§ **Records supplied**
·····
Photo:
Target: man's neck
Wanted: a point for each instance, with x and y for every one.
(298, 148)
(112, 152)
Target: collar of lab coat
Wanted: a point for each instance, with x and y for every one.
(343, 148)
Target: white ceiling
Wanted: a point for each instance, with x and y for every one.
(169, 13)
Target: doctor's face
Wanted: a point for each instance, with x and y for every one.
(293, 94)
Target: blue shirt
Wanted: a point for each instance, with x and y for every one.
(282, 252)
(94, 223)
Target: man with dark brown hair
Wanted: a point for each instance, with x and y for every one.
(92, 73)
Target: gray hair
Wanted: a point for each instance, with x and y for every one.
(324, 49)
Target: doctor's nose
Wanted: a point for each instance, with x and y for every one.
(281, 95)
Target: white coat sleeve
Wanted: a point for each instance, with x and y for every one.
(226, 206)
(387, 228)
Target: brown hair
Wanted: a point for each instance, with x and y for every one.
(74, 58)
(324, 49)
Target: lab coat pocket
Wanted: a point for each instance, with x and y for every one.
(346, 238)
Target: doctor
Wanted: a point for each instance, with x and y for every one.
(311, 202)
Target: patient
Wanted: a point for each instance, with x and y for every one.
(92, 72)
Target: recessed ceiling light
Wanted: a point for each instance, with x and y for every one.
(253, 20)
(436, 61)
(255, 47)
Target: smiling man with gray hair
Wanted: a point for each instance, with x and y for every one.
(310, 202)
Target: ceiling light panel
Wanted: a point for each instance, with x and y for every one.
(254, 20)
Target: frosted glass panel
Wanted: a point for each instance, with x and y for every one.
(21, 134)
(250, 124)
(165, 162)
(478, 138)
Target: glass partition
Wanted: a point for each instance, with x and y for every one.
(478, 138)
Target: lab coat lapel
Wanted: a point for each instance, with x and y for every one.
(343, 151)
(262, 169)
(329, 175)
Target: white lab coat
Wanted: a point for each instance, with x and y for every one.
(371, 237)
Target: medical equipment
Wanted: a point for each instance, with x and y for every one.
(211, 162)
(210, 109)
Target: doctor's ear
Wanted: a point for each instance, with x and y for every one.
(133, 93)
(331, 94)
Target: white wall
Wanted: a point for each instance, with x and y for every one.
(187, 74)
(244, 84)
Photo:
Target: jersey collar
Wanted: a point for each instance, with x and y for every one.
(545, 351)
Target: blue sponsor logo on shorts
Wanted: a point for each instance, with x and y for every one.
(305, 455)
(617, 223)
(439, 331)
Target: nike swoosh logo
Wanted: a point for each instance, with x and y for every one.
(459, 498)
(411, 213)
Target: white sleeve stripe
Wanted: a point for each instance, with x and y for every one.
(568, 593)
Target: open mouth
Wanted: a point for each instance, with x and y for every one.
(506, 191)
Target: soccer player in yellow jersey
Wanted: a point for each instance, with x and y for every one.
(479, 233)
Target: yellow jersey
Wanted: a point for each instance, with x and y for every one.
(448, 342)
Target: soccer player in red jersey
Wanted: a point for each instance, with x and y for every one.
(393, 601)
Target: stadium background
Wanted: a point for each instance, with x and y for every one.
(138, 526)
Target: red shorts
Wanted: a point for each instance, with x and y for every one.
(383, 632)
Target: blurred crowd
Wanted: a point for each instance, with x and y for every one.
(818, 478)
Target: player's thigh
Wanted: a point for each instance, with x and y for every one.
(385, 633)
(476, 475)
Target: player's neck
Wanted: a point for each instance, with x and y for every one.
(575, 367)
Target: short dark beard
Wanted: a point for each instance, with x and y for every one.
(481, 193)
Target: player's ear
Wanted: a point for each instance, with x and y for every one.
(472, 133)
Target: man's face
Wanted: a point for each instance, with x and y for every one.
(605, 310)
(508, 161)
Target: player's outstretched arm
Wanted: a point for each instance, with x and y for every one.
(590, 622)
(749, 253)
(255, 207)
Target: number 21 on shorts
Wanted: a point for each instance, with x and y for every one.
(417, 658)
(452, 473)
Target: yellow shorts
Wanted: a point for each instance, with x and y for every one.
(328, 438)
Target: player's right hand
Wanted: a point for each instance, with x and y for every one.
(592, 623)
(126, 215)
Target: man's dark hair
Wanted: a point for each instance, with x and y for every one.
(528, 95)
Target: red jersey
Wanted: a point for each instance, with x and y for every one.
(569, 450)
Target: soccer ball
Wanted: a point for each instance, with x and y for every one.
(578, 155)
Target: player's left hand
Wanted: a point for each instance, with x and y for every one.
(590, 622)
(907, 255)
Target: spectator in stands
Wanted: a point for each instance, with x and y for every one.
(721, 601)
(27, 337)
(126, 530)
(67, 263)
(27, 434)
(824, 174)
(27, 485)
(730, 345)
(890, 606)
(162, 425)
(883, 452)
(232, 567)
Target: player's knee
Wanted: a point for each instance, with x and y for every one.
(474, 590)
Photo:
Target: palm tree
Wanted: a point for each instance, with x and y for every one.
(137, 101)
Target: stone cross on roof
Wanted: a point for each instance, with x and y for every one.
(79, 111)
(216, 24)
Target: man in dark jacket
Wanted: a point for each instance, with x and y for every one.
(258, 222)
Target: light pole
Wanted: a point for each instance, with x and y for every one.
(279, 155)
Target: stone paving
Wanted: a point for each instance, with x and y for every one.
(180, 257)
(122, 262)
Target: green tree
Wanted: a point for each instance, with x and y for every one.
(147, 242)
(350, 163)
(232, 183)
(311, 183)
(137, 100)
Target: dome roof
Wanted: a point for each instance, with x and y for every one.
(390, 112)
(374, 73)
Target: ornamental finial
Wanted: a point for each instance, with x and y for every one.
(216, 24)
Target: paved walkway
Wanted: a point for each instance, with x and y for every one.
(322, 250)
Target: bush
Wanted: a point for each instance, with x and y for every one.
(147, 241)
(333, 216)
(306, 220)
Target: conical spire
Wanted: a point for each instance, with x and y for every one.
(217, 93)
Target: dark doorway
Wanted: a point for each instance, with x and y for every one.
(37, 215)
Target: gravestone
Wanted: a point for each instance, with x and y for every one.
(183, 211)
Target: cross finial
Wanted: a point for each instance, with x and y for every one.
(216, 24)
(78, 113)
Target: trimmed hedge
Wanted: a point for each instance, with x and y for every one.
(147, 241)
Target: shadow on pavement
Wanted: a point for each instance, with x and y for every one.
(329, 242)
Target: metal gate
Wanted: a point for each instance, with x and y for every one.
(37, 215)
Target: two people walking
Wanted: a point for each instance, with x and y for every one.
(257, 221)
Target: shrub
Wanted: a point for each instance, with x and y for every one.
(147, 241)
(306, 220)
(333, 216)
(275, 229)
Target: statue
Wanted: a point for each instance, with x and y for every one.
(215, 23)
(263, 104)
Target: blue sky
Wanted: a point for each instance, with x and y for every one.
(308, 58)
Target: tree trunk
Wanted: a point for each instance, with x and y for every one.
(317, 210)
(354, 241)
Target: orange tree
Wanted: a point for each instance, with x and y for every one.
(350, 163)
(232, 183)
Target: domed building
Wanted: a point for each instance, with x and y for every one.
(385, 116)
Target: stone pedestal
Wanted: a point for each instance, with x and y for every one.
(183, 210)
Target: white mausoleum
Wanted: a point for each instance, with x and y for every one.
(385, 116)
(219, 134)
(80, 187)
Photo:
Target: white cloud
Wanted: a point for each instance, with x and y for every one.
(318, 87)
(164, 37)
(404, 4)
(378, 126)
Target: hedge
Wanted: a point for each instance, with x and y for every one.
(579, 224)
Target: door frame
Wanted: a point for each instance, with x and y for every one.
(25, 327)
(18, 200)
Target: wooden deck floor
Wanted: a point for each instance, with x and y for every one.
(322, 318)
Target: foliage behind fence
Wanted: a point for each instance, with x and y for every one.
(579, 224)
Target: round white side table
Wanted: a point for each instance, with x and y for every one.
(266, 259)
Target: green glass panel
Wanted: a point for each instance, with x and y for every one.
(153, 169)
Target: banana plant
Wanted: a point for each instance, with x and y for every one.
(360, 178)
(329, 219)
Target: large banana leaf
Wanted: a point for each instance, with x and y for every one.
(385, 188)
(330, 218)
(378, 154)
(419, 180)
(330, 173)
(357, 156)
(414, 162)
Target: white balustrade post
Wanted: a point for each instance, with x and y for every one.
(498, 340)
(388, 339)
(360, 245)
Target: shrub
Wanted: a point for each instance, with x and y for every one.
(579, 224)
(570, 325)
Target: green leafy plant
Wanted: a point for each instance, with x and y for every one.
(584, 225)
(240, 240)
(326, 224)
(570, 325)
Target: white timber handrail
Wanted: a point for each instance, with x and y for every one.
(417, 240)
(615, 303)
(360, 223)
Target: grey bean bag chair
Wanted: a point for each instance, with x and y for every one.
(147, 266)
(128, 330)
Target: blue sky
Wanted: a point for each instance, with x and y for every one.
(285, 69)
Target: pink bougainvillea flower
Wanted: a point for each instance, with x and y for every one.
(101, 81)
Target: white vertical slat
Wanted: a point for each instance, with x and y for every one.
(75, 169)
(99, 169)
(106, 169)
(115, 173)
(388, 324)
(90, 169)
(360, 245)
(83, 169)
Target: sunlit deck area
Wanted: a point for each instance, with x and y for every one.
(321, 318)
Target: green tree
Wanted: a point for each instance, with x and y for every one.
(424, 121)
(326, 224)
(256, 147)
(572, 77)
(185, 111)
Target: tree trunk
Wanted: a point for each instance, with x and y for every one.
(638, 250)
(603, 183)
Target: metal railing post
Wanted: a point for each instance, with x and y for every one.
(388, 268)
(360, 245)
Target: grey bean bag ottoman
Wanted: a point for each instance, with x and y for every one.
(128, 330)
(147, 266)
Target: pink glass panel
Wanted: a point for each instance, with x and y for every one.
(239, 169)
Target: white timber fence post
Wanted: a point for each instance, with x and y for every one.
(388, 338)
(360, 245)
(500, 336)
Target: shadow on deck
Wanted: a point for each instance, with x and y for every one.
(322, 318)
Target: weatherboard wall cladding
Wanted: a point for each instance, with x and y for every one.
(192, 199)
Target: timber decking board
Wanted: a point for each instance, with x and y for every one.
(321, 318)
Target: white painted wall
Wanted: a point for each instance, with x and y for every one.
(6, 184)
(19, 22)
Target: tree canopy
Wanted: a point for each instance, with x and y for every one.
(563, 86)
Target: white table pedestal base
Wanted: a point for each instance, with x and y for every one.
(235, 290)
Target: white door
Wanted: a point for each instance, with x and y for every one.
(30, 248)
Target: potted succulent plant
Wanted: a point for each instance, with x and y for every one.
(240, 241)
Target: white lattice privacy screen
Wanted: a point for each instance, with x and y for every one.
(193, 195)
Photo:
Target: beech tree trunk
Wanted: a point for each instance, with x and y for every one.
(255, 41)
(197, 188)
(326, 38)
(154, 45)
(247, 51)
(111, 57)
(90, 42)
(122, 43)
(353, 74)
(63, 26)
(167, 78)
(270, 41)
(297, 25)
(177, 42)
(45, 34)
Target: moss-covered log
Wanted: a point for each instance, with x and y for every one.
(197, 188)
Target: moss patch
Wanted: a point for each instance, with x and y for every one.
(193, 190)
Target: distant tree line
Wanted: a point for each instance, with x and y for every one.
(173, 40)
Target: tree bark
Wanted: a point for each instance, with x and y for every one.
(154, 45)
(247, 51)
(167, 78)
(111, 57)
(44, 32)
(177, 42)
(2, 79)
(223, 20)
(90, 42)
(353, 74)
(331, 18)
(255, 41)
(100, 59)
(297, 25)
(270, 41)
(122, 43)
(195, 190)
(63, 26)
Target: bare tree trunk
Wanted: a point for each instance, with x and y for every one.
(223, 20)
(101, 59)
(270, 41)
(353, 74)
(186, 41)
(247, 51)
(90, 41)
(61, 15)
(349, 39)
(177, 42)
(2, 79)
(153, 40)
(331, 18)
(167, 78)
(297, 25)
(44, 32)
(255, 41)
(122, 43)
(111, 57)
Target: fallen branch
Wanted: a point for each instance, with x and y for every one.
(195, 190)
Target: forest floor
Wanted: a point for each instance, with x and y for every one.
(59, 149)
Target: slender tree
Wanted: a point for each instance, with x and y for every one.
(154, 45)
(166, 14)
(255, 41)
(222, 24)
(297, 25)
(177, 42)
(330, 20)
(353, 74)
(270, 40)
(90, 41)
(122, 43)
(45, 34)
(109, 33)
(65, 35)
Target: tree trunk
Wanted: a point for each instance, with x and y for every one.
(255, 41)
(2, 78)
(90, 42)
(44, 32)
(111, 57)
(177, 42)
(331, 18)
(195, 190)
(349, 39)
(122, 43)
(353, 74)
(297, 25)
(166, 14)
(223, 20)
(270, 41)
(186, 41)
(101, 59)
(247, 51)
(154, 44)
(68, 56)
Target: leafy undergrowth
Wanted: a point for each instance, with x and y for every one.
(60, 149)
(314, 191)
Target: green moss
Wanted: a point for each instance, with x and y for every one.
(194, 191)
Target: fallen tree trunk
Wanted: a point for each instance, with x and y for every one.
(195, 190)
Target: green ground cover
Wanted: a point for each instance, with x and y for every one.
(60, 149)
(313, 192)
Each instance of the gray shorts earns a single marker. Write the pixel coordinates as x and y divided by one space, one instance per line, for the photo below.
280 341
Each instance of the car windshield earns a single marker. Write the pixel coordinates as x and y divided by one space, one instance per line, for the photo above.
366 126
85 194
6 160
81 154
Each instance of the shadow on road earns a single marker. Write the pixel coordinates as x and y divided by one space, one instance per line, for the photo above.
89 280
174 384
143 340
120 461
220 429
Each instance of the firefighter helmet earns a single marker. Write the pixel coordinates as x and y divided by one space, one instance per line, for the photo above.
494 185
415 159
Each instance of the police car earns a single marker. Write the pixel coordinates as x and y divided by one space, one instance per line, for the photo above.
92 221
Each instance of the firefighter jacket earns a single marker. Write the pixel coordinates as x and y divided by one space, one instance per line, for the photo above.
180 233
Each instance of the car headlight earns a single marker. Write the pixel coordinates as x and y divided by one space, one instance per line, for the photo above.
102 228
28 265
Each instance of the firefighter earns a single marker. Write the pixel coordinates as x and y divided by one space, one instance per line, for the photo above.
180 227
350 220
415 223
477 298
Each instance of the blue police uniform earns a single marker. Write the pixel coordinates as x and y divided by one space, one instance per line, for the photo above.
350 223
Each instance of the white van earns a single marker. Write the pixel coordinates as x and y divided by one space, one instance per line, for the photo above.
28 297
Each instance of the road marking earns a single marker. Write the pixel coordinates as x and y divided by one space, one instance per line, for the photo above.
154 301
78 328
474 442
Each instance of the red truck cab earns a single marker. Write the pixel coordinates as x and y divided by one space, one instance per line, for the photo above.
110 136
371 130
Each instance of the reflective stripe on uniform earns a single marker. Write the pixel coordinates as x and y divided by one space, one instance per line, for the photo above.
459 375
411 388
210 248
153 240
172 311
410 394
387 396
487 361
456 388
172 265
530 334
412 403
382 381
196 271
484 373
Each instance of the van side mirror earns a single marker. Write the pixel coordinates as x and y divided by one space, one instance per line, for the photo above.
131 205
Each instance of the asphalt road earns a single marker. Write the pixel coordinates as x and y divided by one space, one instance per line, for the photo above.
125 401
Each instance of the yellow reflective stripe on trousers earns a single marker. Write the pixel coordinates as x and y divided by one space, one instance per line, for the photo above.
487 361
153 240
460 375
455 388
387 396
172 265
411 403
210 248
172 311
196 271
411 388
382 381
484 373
·····
§ **Problem requirements**
Every line from the start of the listing through the line with "Target: doctor's face" should be reproduced exactly, and no other line.

§ **Output for this exercise**
Photo:
Target: man's neck
Wanted: a point for each instance, with x and y for every one.
(298, 148)
(112, 152)
Target: collar of lab coat
Wanted: a point for each instance, with x and y for every one.
(343, 148)
Target: white ceiling
Wanted: a point for each instance, with x and y for every one.
(169, 13)
Target: doctor's face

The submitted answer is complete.